WORK TO DO =
(a) In the thread below about pytest fixture scope, which hook does Petr Viktorin suggest for overriding the order of tests?
(b) Continue the mailing-list thread about pytest fixture scope below, starting after its last sentence.

START GIVEN TEXT

[Freeipa-devel] [RANT] pytest fixture scope is braindead

Tue Dec 9 14:30:03 UTC 2014

On Tue, 2014-12-09 at 10:39 +0100, Petr Viktorin wrote:
> On 12/08/2014 03:15 PM, Nathaniel McCallum wrote:
> > On Mon, 2014-12-08 at 12:27 +0100, Petr Viktorin wrote:
> >> On 12/05/2014 11:51 PM, Nathaniel McCallum wrote:
> >>> So I've been working this week on porting the OTP tests that were
> >>> manually coded to the new pytest framework. Now, I'm the first to want
> >>> better tooling to make our job easier. But, pytest? Meh. I'm having to
> >>> write just as much code (or more) to get my tests on par with pytest,
> >>> and they are riddled with subtle bugs.
> >>
> >> Hi,
> >> Yeah, IPA runs into specific situations that are very different from how
> >> tests usually work in other projects.
> >
> > Yeah, this I get.
> >
> >> And you took one of the harder cases.
> >> IPA's existing tests also don't really follow best practices – they
> >> pretty much assume you run the whole test suite, or at least the whole
> >> module, so selecting individual tests is currently not reliable. On the
> >> other hand, this assumption made some things easy to code – like
> >> complicated ordering and setup/teardown.
> >
> > I think this is pretty much a red herring. It isn't so much about setup
> > and teardown but about mutually exclusive parameterization. It is a poor
> > assumption on the part of pytest that the lifecycles of parameters
> > overlap. At the least, an option should be provided to control this.
> >
> >> One thing we want to do during the move to pytest is to have the tests
> >> be more independent of the current state of the database, and also of
> >> each other.
> >
> > Sure, this is a fine goal. Unless of course you want to test the
> > functionality of the code against all possible database states. I think
> > pretty much every xmlrpc test will have some component of this.
> >
> >> If certain assertions only make sense in a specific order, either put
> >> them in the same test*, or write additional code that explicitly handles
> >> dependencies and ordering. (Sorry, that's the price to pay for isolated
> >> tests – I don't see a way around it.)
> >
> > In an ideal world, we define a test and all possible parameters to that
> > test and allow the running of that test independently by choosing from
> > the proscribed inputs. This all works fine so long as you specify a way
> > to indicate when inputs are mutually exclusive. Since inputs are single
> > valued anyway, this should be the default behavior. Unfortunately,
> > pytest fails on both of these counts.
> >
> >> If on the other hand the order doesn't matter – any order of any subset
> >> of individual tests should pass, which is our goal – but pytest's
> >> default ordering makes the suite slow, there is a hook that allows you
> >> to override the order: pytest_collection_modifyitems [0]. Stick it in
> >> the affected module (or conftest.py file for multiple modules, or a
> >> plugin for the whole suite), and sort the items explicitly.
> >
> > The problem isn't (I think) ordering but lifecycle. I think that if I
> > scope the fixture to the function but reorder the items, they will still
> > be constructed and torn down for every single function iteration. On the
> > other hand, if I scope the fixture for a longer lifecycle, the
> > parameters may not be mutually exclusive.

END GIVEN TEXT
START DATASET

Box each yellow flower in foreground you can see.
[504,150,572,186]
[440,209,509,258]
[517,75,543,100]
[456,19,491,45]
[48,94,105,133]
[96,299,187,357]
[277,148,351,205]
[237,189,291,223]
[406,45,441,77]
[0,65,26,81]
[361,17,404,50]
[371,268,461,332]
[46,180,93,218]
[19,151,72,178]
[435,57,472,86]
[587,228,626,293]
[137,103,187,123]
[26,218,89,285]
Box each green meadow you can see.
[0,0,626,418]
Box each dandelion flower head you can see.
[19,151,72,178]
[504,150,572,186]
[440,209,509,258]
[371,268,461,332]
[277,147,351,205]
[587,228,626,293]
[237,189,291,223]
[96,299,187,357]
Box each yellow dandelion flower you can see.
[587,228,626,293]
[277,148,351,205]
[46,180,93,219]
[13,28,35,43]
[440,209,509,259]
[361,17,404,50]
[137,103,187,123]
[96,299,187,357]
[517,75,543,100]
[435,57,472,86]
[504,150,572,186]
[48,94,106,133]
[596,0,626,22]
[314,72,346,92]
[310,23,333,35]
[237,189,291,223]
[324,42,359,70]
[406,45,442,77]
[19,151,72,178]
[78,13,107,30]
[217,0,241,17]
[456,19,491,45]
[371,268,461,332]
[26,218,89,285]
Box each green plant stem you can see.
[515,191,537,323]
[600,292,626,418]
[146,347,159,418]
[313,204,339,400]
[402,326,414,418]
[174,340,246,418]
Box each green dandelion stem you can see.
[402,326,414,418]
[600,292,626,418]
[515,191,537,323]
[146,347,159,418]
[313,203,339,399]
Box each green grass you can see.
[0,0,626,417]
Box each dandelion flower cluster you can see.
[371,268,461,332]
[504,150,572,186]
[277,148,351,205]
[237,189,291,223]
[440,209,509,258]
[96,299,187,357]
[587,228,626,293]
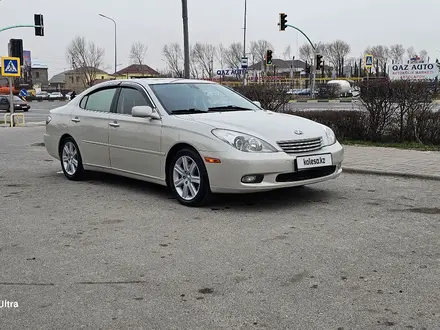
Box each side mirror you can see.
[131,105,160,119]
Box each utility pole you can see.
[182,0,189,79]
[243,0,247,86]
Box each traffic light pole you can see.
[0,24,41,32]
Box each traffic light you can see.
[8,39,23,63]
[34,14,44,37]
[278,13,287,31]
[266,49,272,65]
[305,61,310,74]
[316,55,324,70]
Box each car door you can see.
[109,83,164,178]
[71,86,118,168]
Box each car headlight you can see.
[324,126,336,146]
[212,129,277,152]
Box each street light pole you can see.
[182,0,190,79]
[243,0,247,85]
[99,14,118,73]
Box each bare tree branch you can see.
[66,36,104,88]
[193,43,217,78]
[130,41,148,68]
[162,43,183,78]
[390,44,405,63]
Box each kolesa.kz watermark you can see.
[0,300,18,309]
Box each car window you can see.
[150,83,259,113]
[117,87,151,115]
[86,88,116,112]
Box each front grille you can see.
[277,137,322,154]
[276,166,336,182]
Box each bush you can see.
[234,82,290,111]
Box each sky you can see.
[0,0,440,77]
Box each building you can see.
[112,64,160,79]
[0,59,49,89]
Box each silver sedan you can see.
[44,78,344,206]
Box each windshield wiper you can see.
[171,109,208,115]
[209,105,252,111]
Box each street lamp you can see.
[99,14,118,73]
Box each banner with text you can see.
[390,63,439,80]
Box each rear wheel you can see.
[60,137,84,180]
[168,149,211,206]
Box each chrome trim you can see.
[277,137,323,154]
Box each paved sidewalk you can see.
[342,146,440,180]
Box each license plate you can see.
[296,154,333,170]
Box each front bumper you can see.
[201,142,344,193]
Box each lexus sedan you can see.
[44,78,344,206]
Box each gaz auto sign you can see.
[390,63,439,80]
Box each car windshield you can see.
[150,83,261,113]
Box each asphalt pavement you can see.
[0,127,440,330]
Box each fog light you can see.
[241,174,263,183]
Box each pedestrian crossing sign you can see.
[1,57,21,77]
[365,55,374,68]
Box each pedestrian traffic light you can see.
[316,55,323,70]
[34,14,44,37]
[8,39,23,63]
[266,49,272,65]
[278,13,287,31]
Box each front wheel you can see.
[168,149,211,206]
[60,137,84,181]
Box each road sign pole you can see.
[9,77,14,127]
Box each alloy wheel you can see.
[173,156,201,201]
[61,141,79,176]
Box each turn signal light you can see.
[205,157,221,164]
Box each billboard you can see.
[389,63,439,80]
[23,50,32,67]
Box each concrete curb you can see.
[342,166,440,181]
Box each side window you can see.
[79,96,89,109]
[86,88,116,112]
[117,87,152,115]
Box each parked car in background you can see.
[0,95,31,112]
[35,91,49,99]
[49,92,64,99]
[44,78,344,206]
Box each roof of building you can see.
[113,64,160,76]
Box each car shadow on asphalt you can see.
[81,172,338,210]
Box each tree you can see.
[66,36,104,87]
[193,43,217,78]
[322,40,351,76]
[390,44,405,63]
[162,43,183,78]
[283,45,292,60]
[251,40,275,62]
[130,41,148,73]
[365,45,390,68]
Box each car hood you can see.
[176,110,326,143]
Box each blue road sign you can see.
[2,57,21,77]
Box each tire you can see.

END DATASET
START DATASET

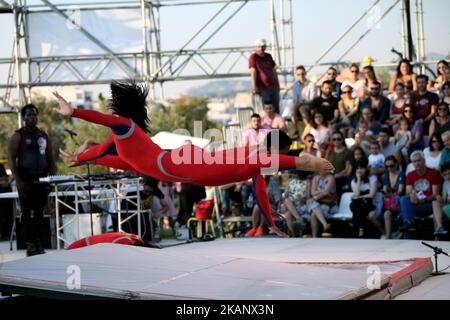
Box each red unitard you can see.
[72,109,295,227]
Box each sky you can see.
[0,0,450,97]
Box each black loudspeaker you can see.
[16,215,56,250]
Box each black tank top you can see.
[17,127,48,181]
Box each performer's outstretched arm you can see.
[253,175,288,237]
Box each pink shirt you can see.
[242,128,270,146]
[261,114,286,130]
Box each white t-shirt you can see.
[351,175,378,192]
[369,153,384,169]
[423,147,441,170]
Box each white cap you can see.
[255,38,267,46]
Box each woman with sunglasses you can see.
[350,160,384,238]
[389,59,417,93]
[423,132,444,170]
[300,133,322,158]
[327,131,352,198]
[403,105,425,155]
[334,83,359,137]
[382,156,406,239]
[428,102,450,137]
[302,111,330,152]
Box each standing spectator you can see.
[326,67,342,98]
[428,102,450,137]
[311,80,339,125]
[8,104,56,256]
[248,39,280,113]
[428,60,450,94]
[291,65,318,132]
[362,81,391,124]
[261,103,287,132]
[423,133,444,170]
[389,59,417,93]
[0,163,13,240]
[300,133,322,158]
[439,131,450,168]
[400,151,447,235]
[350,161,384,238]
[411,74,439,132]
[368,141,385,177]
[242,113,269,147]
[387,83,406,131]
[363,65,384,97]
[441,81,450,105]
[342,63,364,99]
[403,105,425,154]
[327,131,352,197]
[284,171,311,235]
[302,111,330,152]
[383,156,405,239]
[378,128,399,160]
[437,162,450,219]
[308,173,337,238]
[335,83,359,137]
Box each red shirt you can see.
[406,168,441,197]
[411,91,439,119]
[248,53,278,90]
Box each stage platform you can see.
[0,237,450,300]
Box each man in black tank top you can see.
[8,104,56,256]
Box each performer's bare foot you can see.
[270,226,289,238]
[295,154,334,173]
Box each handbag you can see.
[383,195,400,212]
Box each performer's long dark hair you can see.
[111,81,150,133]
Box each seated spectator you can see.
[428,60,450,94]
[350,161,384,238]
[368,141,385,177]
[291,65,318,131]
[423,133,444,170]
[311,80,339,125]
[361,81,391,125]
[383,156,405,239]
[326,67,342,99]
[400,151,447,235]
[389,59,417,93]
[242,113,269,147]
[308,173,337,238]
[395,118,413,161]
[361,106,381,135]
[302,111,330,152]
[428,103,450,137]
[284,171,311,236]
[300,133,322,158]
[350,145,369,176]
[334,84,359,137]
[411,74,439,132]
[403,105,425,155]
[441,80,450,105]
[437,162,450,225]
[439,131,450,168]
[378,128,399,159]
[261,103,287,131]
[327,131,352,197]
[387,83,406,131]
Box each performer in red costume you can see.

END DATASET

RESPONSES TO THE TASKS =
(a) pytest_collection_modifyitems

(b)
> >
> >> If your test depends on something not existing or being disabled, you
> >> should try removing/disabling it before the test, or write a fixture to
> >> do that.
> >
> > That's not the problem. The problem is that I can't define parameters
> > for a single object which sets the same variable to different values.
> > Such an act means the parameters are mutually exclusive.
> 
> OK, I see the problem now. Pytest fixtures are meant for resources, not 
> states of a shared object.
> You ran into a fairly exotic use case (which is what I feared, so I 
> wanted to look into porting this.)
> I think in this case we should use using separate users for the 
> enablement states, since user creation is not expensive. Or am I missing 
> something else?

Yes, two things.

First, while a single user creation isn't expensive (~5 seconds w/ IPA
running on tmpfs), 360 user creations *are* (~30 minutes). This figure
does not include user deletions which have a similar run-time. So I
estimate creating a user for every test adds about 45 minutes to a full
test run. This is entirely unnecessary.

Second, there is a much worse case: global otp enablement. We can't
guarantee the changes take effect without sleeping for 60 seconds on
every modification (see 8b2f4443dcf61e1edf59ef0812ed05e1fa93f8fc). This
means 2 minutes for every enablement/disablement cycle. This isn't a big
deal if we do it once. If we do it 360 times, however... You can do the
math. It isn't pretty.

However, if we put this in a fixture which has module/class scope and
allow the parameters to be mutually exclusive (i.e. the finalizer for
the previous parameter is called immediately before construction of the
next parameter) this problem goes away.

> >> * might make sense, for starters?
> >> [0]
> >> http://pytest.org/latest/plugins.html#_pytest.hookspec.pytest_collection_modifyitems
> >>
> >>
> >>> Most painful, is pytest.fixture(). It is a cool idea, but the scoping
> >>> and lifecycle is horribly broken. Here is an example:
> >>>
> >>> Here is an example. I want to create a user, enable otp in two different
> >>> ways, test with two different types of tokens under two different
> >>> authentication scenarios. This is a total of 8 tests.
> >>>
> >>> @pytest.fixture(scope="function") # This scope is default.
> >>> def user(request):
> >>>     user = create_user('tuser1')
> >>>     request.addfinalizer(lambda: delete_user('tuser1'))
> >>>     return user
> >>>
> >>> @pytest.fixture(params=["per-user", "global"])
> >>> def enablement(request, user):
> >>>     output = enable(user, request.param)
> >>>     request.addfinalizer(lambda: disable(user))
> >>>     return output
> >>>
> >>> @pytest.fixture(params=[{'type': 'HOTP'}, {'disabled': True}])
> >>> def token(request, user, enablement):
> >>>     output = create_token(request.param)
> >>>     request.addfinalizer(lambda: delete_token(output.id))
> >>>     return output
> >>>
> >>> @pytest.mark.parametrize("opts", [foo, bar])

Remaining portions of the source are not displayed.